TRAVAIL À FAIRE
A – Les affirmations suivantes concordent-elles avec le texte donné ? Répondez par oui ou non pour chacune, en citant mot pour mot les termes du texte qui tranchent. (i) Les jurys des grands festivals sont présentés comme très subjectifs. (ii) Les films primés dans les trois festivals internationaux cités ont généralement une influence considérable. (iii) Le film Dheepan a remporté le Lion d'or.
B – Citez le texte donné depuis « En réalité, l'influence » jusqu'à « la Palme d'or. », sans rien y changer.

D'autres grands prix cinématographiques, comme la Palme d'Or (Cannes), le Lion d'Or (Venise), l'Ours d'Or (Berlin), sont souvent attribués par des jurys prestigieux, très subjectifs. Le public de ces grands festivals se concentre également sur un petit groupe de spectateurs qui ont l'occasion d'apprécier les films pendant les jours du festival. Lors de la remise des prix, un public plus large aura accès à ces films, mais de façon limitée.
En réalité, l'influence des films primés lors des trois festivals internationaux mentionnés ci-dessus est souvent modeste. Même après avoir remporté la Palme d'or, de nombreux films peinent à atteindre le public et leurs recettes ne couvrent pas les coûts de production, comme c'est le cas du film français Dheepan (2015), récemment récompensé par la Palme d'or.

DONNÉES ÉTUDIÉES
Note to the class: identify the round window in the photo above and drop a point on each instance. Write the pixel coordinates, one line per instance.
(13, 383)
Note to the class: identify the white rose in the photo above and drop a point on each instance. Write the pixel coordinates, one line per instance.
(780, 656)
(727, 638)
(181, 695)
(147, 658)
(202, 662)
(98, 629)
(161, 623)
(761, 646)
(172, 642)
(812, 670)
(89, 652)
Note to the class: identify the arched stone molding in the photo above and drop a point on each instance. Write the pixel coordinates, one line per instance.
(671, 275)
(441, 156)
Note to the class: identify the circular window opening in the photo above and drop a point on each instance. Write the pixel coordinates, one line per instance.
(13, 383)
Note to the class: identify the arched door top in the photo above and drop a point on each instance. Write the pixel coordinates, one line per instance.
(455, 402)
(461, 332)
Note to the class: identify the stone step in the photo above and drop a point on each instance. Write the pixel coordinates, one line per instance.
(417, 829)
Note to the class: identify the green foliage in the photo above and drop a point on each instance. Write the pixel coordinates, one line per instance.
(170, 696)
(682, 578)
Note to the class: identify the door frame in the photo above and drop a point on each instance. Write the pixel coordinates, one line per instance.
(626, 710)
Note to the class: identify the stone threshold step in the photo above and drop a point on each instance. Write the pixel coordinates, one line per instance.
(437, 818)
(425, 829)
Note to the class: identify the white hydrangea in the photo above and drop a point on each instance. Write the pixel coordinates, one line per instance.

RÉPONSES AUX EXERCICES
A –
(i) Oui : « sont souvent attribués par des jurys prestigieux, très subjectifs ».
(ii) Non : « l'influence des films primés lors des trois festivals internationaux mentionnés ci-dessus est souvent modeste ».
(iii) Non : « récemment récompensé par la Palme d'or ».

B –
En réalité, l'influence des films primés lors des trois festivals internationaux mentionnés ci-dessus est souvent modeste. Même après avoir remporté la Palme d'or, de nombreux films peinent à atteindre le public et leurs recettes ne couvrent pas les coûts de production, comme c'est le cas du film français Dheepan (2015), récemment récompensé par la Palme d'or.